> Given records
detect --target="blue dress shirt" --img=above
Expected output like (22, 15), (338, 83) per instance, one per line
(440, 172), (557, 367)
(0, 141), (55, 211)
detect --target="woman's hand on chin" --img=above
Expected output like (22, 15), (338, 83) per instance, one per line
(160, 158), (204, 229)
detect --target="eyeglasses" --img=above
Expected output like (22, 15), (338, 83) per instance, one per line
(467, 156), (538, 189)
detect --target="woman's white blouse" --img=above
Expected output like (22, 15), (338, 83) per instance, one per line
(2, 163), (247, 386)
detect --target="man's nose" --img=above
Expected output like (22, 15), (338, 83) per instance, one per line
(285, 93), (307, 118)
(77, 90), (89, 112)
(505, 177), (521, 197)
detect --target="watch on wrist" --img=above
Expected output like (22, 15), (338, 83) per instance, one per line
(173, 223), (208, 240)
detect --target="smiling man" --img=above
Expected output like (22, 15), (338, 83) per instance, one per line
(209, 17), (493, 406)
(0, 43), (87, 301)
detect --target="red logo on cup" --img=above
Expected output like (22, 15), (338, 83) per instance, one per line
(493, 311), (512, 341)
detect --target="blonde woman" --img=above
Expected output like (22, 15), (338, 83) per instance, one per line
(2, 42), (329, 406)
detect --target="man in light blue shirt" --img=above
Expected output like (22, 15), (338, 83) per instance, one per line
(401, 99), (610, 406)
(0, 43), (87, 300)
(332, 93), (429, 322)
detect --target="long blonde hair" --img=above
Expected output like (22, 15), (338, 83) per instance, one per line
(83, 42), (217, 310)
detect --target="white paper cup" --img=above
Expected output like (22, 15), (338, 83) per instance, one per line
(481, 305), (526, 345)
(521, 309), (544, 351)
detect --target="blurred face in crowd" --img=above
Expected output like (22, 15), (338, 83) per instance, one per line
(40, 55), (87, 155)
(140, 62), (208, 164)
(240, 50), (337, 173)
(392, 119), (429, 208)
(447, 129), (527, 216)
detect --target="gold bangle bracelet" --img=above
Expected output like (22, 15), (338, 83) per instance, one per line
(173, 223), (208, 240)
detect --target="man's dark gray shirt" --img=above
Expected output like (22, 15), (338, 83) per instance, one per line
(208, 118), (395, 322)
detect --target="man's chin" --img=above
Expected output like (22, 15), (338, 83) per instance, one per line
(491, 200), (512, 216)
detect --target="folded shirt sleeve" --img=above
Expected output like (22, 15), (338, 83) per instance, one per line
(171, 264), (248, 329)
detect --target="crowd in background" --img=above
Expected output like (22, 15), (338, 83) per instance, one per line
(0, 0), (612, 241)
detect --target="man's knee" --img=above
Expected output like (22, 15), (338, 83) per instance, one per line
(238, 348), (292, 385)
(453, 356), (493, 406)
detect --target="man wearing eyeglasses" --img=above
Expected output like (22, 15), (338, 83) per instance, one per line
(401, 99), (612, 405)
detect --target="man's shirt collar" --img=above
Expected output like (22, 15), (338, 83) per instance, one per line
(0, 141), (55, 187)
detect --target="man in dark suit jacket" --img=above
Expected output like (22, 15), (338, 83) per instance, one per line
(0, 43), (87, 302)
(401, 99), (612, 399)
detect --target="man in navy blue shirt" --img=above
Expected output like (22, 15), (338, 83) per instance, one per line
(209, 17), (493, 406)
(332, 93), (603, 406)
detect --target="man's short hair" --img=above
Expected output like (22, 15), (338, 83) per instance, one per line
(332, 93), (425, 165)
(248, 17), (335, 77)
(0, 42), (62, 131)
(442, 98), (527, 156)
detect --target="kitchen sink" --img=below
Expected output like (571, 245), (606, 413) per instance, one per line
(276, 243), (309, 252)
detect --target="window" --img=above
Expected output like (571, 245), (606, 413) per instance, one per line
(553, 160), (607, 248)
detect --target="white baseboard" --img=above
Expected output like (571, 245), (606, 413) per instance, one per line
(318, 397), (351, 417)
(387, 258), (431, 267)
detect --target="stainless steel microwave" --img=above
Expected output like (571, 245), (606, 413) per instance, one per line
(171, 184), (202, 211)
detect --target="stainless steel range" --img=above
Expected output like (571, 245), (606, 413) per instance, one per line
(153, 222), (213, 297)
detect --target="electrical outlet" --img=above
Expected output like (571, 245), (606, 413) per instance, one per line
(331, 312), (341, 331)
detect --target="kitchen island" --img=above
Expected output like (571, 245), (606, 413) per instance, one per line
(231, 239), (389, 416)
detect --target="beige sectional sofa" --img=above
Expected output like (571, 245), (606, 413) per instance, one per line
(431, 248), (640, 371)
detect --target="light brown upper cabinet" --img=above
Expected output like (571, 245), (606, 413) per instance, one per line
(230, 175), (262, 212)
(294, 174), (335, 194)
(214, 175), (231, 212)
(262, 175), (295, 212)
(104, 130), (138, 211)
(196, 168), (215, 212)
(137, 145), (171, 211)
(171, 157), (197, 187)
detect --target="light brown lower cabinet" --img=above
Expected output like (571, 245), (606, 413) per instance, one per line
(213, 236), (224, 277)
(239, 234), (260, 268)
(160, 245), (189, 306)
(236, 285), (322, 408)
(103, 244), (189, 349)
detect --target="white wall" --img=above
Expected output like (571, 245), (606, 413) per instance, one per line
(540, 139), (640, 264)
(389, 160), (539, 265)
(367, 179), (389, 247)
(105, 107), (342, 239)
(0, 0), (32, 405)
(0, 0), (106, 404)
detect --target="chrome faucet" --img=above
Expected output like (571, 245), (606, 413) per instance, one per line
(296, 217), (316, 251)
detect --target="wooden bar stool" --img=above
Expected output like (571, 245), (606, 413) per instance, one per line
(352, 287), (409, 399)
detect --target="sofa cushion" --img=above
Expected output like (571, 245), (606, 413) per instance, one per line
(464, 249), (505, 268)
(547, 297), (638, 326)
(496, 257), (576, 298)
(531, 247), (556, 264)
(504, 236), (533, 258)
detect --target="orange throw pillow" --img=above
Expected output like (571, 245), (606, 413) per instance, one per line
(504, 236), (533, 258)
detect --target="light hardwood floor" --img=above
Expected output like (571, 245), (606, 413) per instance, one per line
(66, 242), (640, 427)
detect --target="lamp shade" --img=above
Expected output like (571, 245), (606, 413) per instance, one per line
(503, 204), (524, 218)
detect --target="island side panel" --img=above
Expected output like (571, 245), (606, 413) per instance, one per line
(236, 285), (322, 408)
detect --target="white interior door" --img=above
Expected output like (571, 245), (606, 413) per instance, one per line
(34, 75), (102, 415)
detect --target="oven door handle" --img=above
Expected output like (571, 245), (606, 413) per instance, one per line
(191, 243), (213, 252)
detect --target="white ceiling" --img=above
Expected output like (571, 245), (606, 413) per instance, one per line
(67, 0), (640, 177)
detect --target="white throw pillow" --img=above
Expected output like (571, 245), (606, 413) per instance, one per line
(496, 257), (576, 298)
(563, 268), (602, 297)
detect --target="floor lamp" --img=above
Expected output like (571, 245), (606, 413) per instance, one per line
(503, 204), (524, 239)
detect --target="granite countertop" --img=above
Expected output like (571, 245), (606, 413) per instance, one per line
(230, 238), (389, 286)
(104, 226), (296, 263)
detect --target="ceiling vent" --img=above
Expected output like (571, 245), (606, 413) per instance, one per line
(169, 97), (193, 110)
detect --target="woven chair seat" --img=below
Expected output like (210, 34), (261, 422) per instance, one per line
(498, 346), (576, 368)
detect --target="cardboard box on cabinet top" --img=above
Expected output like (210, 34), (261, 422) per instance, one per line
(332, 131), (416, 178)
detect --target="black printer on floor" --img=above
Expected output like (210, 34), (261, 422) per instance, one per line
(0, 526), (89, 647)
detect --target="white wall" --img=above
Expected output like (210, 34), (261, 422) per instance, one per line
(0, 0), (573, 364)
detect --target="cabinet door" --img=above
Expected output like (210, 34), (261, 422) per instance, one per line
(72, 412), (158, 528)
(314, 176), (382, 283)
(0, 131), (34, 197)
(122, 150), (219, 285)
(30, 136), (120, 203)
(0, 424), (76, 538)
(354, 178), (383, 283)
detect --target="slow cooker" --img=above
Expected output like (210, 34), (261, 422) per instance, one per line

> Exercise aim
Rescale the data starting at the line that has "in light blue" and stopping after the line that has "(521, 309), (544, 351)". Write out every line in that stretch again, multiplying each coordinate on the lines that hold only coordinates by 1.35 and rounding to the nearest whole number (halves round up), and leave all other lines unchanged.

> Exercise solution
detect --target="man in light blue shirt" --img=above
Expected output like (22, 15), (338, 83) per instance, one per line
(541, 134), (824, 548)
(0, 58), (117, 405)
(448, 126), (579, 435)
detect --target="long blonde hair" --img=above
Expected output like (22, 15), (338, 83) per instance, one per line
(112, 57), (293, 419)
detect --target="white paper cup" --img=above
Expected output like (22, 15), (338, 83) per instance, one per line
(649, 412), (710, 466)
(703, 417), (734, 474)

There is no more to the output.